# What is being asked:
Lay out as a numbered list only the lines from the one that contains "For the pointing benchmark, tag every instance of the dark" through the end of the rows, both included. Leave out blank lines.
- - - - -
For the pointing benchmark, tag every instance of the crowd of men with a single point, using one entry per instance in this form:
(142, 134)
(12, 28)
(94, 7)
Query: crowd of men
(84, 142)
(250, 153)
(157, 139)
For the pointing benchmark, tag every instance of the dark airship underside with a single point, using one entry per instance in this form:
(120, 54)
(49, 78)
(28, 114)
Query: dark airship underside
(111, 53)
- - - - -
# Completed exercise:
1. For the pointing benchmark, tag every instance of the dark airship underside with a single point, using one entry per instance in this form:
2. (120, 54)
3. (49, 78)
4. (28, 114)
5. Query: dark airship underside
6. (111, 53)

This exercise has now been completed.